■ DOCUMENT PASSAGE ■
Joanne Kilbourn is a fictional Canadian detective, who appears in mystery novels by Gail Bowen.

Overview
In Deadly Appearances, the first Kilbourn novel, she is a political strategist and advisor to Andy Boychuk, a politician who is murdered just hours after being elected Leader of the Opposition in the Legislative Assembly of Saskatchewan. Kilbourn is forced to solve his murder while contending with the fact that the murderer is attempting to kill her too. In later novels, Kilbourn subsequently changes careers, becoming a political science professor in Regina, and later serves as a political commentator with a local television station. In the course of the later novels, she solves crimes committed both within the academic community and throughout the province of Saskatchewan.

■ DATASET RECORDS ■
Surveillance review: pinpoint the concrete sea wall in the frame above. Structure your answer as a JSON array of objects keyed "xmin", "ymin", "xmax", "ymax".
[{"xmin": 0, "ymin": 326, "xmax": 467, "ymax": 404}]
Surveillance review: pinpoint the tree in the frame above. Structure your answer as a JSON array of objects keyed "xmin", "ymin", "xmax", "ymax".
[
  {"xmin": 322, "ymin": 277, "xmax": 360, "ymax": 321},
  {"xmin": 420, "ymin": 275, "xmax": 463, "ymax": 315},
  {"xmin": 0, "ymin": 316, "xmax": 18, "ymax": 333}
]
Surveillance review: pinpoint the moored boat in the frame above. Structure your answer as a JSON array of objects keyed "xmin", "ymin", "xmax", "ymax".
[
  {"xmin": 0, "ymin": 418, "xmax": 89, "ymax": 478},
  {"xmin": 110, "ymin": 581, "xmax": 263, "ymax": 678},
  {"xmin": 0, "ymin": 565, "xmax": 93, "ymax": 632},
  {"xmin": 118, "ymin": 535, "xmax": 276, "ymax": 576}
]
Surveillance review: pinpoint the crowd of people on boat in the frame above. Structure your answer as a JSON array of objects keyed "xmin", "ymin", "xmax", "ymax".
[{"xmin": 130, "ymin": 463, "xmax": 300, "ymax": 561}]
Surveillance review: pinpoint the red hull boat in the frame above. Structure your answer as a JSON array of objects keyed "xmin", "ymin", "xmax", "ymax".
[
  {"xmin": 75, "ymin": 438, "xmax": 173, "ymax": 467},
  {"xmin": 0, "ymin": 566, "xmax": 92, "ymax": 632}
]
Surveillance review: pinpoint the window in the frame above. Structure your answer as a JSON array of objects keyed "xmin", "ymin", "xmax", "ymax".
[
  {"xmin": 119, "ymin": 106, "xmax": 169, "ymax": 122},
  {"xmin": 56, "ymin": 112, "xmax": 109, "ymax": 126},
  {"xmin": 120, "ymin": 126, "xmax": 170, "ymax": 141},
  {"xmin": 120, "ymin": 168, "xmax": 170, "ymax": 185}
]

■ GIVEN TASK 1 ■
Rewrite the stretch of the Joanne Kilbourn passage from "Joanne Kilbourn is" through "province of Saskatchewan.", replacing "political commentator" with "political analyst".
■ GIVEN TASK 2 ■
Translate this sentence from the Joanne Kilbourn passage into French: "Kilbourn is forced to solve his murder while contending with the fact that the murderer is attempting to kill her too."
■ GIVEN TASK 3 ■
Answer these questions using the Joanne Kilbourn passage.
(a) Who writes the mystery novels in which Kilbourn appears?
(b) What is the title of the first Kilbourn novel?
(c) In which city does Kilbourn become a political science professor?
Rely only on the Joanne Kilbourn passage and nothing else.

■ FULL RESPONSE 1 ■
Joanne Kilbourn is a fictional Canadian detective, who appears in mystery novels by Gail Bowen.

Overview
In Deadly Appearances, the first Kilbourn novel, she is a political strategist and advisor to Andy Boychuk, a politician who is murdered just hours after being elected Leader of the Opposition in the Legislative Assembly of Saskatchewan. Kilbourn is forced to solve his murder while contending with the fact that the murderer is attempting to kill her too. In later novels, Kilbourn subsequently changes careers, becoming a political science professor in Regina, and later serves as a political analyst with a local television station. In the course of the later novels, she solves crimes committed both within the academic community and throughout the province of Saskatchewan.

■ FULL RESPONSE 2 ■
Kilbourn est forcée de résoudre son meurtre tout en faisant face au fait que le meurtrier tente également de la tuer.

■ FULL RESPONSE 3 ■
(a) Gail Bowen
(b) Deadly Appearances
(c) Regina